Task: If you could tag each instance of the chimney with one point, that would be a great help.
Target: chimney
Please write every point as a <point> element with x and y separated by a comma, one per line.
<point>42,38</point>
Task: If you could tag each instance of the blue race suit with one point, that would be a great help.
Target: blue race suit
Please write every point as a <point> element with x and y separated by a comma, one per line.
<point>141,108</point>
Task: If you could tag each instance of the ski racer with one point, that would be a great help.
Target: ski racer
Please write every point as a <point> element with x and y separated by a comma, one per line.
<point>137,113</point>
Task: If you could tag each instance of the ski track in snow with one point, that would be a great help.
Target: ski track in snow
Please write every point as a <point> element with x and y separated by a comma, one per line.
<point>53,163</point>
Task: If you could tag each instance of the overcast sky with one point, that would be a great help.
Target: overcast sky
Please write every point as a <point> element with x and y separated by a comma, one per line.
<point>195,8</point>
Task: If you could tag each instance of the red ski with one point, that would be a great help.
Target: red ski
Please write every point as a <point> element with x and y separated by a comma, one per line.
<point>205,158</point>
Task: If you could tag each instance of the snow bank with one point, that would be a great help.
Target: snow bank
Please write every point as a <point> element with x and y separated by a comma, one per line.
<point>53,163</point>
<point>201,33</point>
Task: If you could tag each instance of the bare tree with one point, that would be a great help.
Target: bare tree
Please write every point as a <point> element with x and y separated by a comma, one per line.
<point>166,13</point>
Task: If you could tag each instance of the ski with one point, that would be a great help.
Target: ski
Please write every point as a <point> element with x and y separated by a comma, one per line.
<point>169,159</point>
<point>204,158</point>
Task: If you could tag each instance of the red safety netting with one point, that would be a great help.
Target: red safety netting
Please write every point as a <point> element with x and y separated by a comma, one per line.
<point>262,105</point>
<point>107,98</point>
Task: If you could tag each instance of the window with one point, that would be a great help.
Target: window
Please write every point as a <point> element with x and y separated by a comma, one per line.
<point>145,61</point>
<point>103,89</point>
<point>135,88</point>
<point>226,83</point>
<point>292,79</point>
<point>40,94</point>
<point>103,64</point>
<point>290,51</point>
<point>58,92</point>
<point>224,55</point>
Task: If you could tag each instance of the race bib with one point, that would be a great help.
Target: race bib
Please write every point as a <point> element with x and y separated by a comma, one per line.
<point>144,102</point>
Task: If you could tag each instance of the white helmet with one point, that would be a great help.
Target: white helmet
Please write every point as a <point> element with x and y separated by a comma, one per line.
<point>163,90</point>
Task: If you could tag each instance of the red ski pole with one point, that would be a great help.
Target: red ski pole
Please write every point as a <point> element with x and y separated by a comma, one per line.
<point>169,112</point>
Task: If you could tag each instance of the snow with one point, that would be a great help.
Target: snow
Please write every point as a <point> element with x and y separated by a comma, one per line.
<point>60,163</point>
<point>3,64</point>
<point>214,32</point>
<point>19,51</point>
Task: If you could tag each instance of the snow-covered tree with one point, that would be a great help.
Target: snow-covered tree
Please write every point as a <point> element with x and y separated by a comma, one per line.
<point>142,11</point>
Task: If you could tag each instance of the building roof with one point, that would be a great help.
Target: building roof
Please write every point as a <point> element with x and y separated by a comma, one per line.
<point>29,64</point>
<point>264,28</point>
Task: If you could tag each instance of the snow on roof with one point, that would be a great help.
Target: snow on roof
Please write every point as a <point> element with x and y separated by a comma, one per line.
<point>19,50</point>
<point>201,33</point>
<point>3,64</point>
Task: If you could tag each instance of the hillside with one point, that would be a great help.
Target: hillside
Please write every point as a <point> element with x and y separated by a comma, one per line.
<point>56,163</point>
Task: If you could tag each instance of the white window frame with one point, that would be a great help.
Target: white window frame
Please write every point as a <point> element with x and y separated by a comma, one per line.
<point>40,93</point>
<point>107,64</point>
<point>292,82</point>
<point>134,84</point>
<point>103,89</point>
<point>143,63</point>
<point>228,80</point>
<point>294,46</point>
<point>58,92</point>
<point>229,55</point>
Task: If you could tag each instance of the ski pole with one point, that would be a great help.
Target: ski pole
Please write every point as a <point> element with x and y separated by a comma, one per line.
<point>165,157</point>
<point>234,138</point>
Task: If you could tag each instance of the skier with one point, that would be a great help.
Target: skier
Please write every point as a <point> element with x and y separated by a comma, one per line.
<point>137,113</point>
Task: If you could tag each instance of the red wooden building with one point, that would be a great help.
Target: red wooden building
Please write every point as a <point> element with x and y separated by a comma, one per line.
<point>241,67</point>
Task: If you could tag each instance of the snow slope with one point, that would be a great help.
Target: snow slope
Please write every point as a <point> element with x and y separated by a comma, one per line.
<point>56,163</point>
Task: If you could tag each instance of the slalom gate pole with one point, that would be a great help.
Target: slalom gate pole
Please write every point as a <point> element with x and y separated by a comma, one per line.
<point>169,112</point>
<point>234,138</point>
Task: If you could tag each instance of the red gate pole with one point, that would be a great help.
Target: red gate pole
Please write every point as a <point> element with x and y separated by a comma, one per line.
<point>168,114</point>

-- -- --

#### [The exercise]
Could you rewrite the listing above with "tag" swapped for "mark" wherever it occurs, keeping everything else the same?

#### [Task answer]
Task: If you could mark each instance of the chimney with one point, that would be a great help.
Target: chimney
Please write every point as a <point> element with x and y separated by a comma, one per line.
<point>42,38</point>
Task: If you could mark each instance of the blue race suit with one point, that would be a great help.
Target: blue race suit
Please write every point as a <point> element with x and y separated by a comma, one per line.
<point>141,108</point>
Task: If you could mark each instance of the ski racer with one point, that would be a great help.
Target: ski racer
Please write every point as a <point> element with x and y separated by a comma, one per line.
<point>137,113</point>
Task: If you could mark each instance of the ski track in snow with one point, that would be a great help.
Target: ski track in snow
Please write every point as a <point> element with x and y separated by a comma, one per line.
<point>53,163</point>
Task: If you could mark each instance of the overcast sky with one point, that would be a great help.
Target: overcast sky
Please write every point as a <point> element with x and y separated by a comma, one per line.
<point>195,8</point>
Task: If you could mark each instance of the red ski with one point, that would be a great help.
Target: red ski
Please write every point as a <point> element with x and y separated by a comma, one per line.
<point>205,158</point>
Task: If you could mark each instance of the snow bank with one point, that would be a great help.
Target: snow bank
Please write every point as a <point> element with x and y separated by a comma, one per line.
<point>53,163</point>
<point>201,33</point>
Task: If you could mark each instance of the bare tree with one point, that would be a great help.
Target: bare tree
Please write every point as a <point> element with x and y separated by a comma, one per line.
<point>166,13</point>
Task: If you could mark each instance of the ski with one point, that would be a great help.
Target: ski
Please write every point as a <point> element with x and y separated by a comma, one per line.
<point>169,159</point>
<point>204,158</point>
Task: If you could mark each instance of the red safety netting with one point, that would be a great help.
Target: red safety netting
Please write every point as a <point> element with x and y separated by a comma, one per line.
<point>262,105</point>
<point>107,98</point>
Task: If you could mark each instance of the window with one point, that would be a great help.
Target: window
Please write every point as a <point> element with x and y separated by a comma, one per line.
<point>145,61</point>
<point>103,89</point>
<point>135,88</point>
<point>226,83</point>
<point>292,79</point>
<point>40,94</point>
<point>103,64</point>
<point>290,51</point>
<point>58,92</point>
<point>224,55</point>
Task: If you could mark each instance of the race bib with one point, that would be a great help.
Target: race bib
Please write every point as a <point> element with x and y separated by a comma, one per line.
<point>144,102</point>
Task: If you could mark each instance of the white helmet with one point, that would be a great help.
Target: white helmet
Please write every point as a <point> element with x and y separated by a comma, one per line.
<point>163,90</point>
Task: If you could mark each instance of the red ski pole with one point, that would be a great help.
Target: red ski pole
Please write every point as a <point> element with x and y separated by a comma, one per line.
<point>169,112</point>
Task: If you could mark each instance of the snow with one point, that would be a great help.
Target: snow
Please write every point as a <point> element with x and y separated by a comma, one per line.
<point>60,163</point>
<point>3,64</point>
<point>214,32</point>
<point>19,51</point>
Task: If you could mark each instance of the snow-covered tree with one point, that would be a great help.
Target: snow-covered tree
Please write every point as a <point> element with x and y separated by a comma, one per line.
<point>142,11</point>
Task: If you could mark each instance of the building roof with one point, that would be a great help.
Target: building roof
Please write every point as a <point> element with x and y separated by a comma, one per line.
<point>29,64</point>
<point>264,28</point>
Task: If you could mark each instance of the snow on roof with one point, that would be a great help.
Target: snow on roof
Please write every point as a <point> element with x and y separated by a comma, one per line.
<point>19,50</point>
<point>201,33</point>
<point>3,64</point>
Task: If you could mark each instance of the hillside with one point, that would be a great help.
Target: hillside
Please write every point as a <point> element with x and y separated by a comma, one per line.
<point>56,163</point>
Task: If you could mark each instance of the white window frame with one point, that would be a great help.
Target: white window frame
Please write every point as a <point> element with x and y separated by a comma, one per line.
<point>40,93</point>
<point>107,64</point>
<point>292,82</point>
<point>134,84</point>
<point>103,89</point>
<point>143,63</point>
<point>228,80</point>
<point>294,46</point>
<point>58,92</point>
<point>229,55</point>
Task: If you could mark each instance of the ski pole with one point, that would be a great help.
Target: ski pole
Please write every point as a <point> element with x and y separated by a comma, one per line.
<point>165,157</point>
<point>234,138</point>
Task: If you could mark each instance of the skier with one point, that would be a great help.
Target: skier
Please write every point as a <point> element with x and y separated by a comma, one per line.
<point>137,113</point>
Task: If you could mark each instance of the red wooden building with one point, that would be a great help.
Target: red wooden building
Please write every point as a <point> element with x and y separated by a comma, one per line.
<point>241,67</point>
Task: If you could mark each instance of the snow slope with one point, that would be a great help.
Target: snow slope
Please write every point as a <point> element with x and y separated by a comma, one per line.
<point>56,163</point>
Task: If you could mark each instance of the slalom gate pole with one point, that would be a great help.
Target: slalom gate pole
Please write every point as a <point> element with x and y separated by a comma, one per line.
<point>169,112</point>
<point>234,138</point>
Task: If you could mark each instance of the red gate pole with one point, that would be a great help.
Target: red gate pole
Please write every point as a <point> element with x and y separated by a comma, one per line.
<point>168,114</point>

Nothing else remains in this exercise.